§ Text for analysis
Czech light aircraft

The Kappa 77 KP-2U Sova, later produced as the Jihlavan KP-2U Skyleader and most recently as the Jihlavan Skyleader, is a two-seat civil utility aircraft designed in the Czech Republic and available in kit form for home building. It is a conventional low-wing monoplane featuring all-metal construction and tricycle undercarriage.

==Design and development==

Jihlavan Aircraft built the Kappa Sova for Kappa 77 from 1997 to 2004 and obtained marketing rights in 2005 when Kappa became insolvent. They became a subsidiary of Skyleader Aircraft in 2008 when the type was redesignated Jihlavan Skyleader. It is an all-metal design apart from a carbon fibre cockpit frame. It has two-spar tapered wings with 6° of dihedral, electrically operated Fowler flaps and upturned Küchemann tips. The fin and rudder are swept. The straight tapered tailplane is set on top of the fuselage, the port elevator carrying a trim tab.

The Bulgarian company ACS started producing the Skyleader 600 at the state owned TEREM-Letets aircraft factory in Sofia in July 2015 under a licence agreement.

§ Exercise tasks
[1] List every year mentioned in the aircraft text.
[2] Duplicate a passage from the aircraft text word for word, beginning at the words "Jihlavan Aircraft built" and stopping after "a trim tab.".
The rows have nothing to do with this.

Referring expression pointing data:
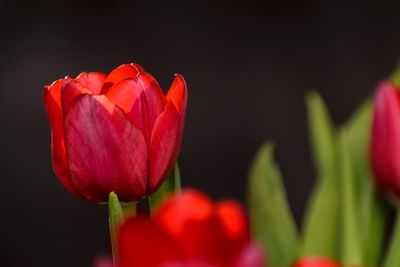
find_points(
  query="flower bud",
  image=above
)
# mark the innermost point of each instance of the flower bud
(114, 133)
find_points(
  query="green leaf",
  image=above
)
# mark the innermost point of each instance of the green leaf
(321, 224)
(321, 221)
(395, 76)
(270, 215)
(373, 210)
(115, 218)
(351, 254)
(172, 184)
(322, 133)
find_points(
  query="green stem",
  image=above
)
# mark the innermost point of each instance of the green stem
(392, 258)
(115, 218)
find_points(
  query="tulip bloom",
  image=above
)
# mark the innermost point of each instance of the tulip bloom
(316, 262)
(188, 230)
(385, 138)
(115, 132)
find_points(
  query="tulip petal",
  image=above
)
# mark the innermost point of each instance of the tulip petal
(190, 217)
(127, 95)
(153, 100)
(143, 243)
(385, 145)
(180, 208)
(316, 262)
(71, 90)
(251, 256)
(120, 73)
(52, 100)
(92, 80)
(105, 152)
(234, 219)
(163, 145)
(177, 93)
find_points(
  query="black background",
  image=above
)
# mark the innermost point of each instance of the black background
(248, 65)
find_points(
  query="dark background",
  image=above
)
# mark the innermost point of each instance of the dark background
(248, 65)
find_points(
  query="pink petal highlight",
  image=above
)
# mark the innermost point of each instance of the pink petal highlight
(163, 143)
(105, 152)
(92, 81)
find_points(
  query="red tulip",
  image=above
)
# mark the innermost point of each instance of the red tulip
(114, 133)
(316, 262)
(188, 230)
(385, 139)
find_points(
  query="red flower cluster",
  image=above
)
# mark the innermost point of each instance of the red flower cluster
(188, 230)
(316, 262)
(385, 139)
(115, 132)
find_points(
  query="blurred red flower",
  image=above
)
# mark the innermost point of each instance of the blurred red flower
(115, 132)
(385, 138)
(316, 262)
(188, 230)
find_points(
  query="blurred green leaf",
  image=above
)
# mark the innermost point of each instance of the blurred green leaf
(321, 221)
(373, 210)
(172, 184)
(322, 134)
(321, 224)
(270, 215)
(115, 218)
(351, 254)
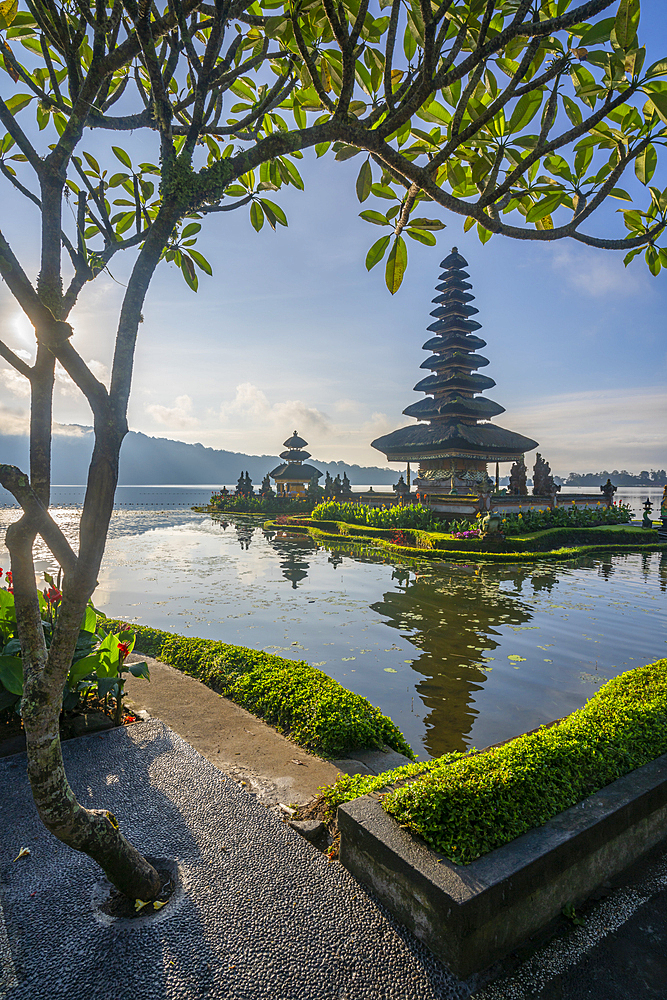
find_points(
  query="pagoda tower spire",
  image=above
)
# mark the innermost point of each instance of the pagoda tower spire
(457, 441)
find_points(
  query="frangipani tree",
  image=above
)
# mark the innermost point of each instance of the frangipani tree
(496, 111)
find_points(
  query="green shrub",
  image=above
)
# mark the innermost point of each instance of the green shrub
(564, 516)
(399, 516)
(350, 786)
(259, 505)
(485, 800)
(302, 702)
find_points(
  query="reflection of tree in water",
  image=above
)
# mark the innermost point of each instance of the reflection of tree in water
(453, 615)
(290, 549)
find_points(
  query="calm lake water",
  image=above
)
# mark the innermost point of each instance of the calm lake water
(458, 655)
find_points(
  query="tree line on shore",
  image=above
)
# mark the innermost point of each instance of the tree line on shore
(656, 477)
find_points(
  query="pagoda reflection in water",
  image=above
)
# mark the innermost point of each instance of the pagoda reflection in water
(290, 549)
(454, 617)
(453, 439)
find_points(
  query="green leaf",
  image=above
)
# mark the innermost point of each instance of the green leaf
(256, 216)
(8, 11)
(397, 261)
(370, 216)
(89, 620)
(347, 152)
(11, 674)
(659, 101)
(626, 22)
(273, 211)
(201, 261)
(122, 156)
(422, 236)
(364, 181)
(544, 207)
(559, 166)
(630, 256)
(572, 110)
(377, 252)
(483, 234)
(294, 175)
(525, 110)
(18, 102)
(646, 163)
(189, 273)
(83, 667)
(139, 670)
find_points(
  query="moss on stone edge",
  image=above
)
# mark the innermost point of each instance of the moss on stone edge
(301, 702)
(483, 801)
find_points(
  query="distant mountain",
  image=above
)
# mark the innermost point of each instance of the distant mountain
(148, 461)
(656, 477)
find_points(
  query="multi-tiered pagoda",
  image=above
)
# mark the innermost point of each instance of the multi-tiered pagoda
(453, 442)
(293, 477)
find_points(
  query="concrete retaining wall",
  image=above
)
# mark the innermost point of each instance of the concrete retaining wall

...

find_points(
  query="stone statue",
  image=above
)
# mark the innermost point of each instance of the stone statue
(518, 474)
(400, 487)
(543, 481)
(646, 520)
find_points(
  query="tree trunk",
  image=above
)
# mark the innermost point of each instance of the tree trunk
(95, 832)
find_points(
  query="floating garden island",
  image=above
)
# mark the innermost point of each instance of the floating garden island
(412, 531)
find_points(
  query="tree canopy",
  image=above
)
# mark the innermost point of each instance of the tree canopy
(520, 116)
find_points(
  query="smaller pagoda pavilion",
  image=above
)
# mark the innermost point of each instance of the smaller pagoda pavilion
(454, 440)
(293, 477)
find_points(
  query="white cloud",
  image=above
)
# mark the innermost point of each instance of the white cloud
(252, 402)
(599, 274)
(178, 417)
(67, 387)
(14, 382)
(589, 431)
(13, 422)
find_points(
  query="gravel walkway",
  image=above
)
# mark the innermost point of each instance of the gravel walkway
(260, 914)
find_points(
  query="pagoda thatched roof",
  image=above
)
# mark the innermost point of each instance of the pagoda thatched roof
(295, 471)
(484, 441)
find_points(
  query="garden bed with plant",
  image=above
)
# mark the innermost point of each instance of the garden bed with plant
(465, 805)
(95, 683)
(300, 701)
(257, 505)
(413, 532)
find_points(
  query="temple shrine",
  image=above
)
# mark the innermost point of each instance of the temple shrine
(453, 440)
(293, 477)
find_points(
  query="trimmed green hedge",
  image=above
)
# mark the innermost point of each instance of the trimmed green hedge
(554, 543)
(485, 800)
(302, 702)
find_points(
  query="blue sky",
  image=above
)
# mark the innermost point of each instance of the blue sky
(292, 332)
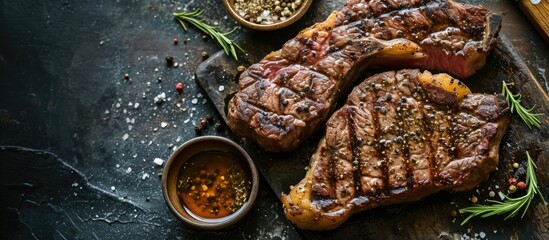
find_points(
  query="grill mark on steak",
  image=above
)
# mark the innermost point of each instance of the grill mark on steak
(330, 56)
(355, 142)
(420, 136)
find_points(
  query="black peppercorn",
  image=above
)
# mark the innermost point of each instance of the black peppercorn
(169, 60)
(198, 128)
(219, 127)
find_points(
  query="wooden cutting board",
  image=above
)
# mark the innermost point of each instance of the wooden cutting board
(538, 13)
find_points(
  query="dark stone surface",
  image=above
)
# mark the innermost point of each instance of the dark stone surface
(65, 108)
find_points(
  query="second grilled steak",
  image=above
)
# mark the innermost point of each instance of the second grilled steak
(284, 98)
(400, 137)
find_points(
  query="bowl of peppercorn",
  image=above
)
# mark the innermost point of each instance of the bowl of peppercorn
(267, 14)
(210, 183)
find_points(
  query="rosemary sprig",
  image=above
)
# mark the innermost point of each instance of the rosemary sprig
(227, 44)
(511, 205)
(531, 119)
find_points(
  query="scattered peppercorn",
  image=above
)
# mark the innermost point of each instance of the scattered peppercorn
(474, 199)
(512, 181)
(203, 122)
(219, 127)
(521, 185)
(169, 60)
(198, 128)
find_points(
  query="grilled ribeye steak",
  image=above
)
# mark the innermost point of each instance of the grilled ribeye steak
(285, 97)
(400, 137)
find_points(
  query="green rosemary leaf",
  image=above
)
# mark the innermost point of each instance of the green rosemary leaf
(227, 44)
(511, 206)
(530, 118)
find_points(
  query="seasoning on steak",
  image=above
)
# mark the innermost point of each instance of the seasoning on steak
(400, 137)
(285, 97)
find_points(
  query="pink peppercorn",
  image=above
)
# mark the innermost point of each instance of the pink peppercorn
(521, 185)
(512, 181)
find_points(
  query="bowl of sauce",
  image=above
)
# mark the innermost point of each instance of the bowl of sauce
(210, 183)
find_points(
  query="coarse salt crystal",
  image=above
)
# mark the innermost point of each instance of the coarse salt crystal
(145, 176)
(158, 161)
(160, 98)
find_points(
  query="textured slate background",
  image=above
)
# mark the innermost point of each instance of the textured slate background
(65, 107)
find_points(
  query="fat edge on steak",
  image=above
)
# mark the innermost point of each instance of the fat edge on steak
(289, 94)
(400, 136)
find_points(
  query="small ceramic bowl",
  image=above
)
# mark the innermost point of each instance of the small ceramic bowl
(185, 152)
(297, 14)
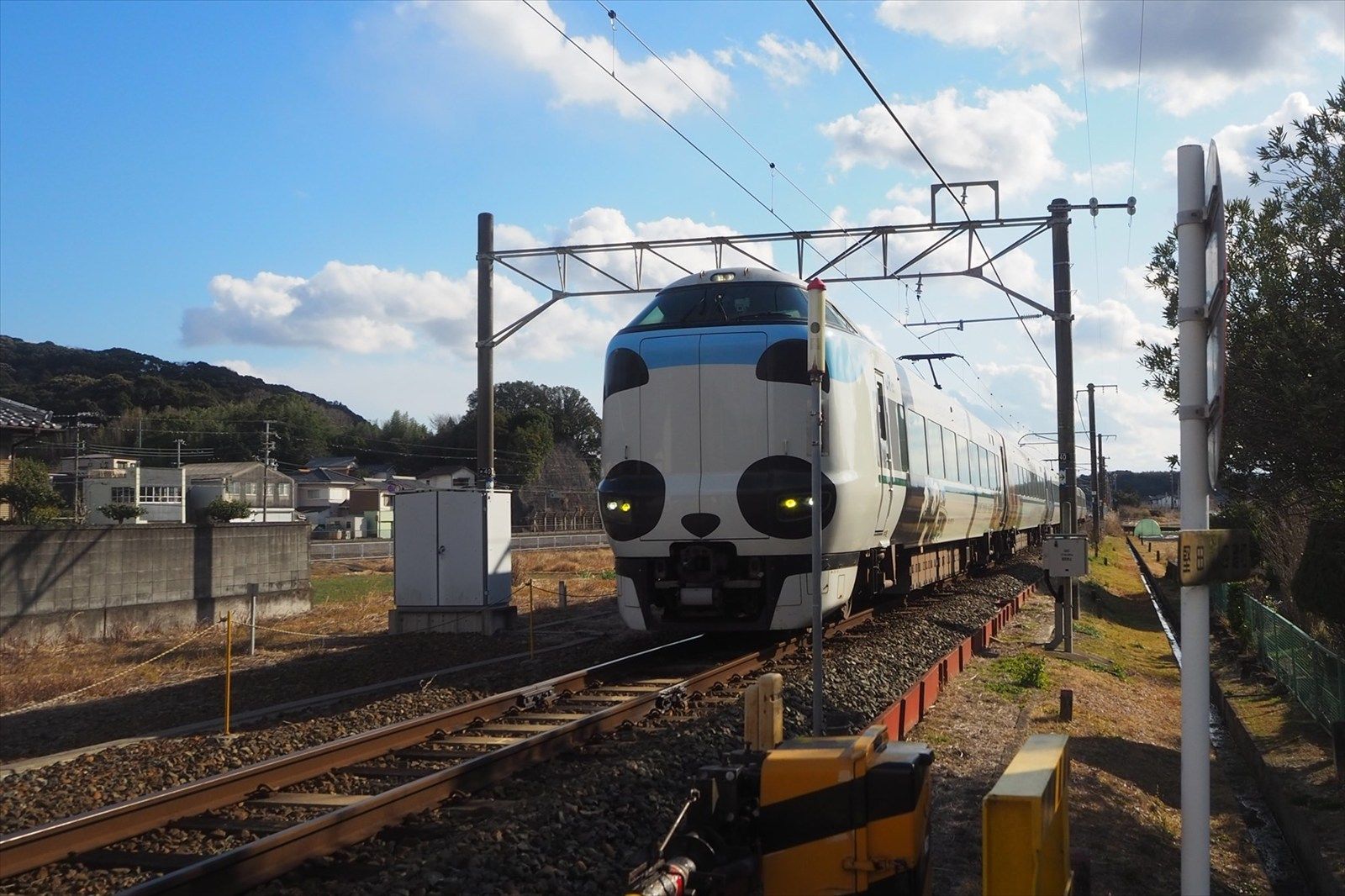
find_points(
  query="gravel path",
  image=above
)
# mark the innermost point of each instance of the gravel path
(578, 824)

§ Numbered responses
[1] 1997, 2004, 2005, 2008, 2015

[2]
Jihlavan Aircraft built the Kappa Sova for Kappa 77 from 1997 to 2004 and obtained marketing rights in 2005 when Kappa became insolvent. They became a subsidiary of Skyleader Aircraft in 2008 when the type was redesignated Jihlavan Skyleader. It is an all-metal design apart from a carbon fibre cockpit frame. It has two-spar tapered wings with 6° of dihedral, electrically operated Fowler flaps and upturned Küchemann tips. The fin and rudder are swept. The straight tapered tailplane is set on top of the fuselage, the port elevator carrying a trim tab.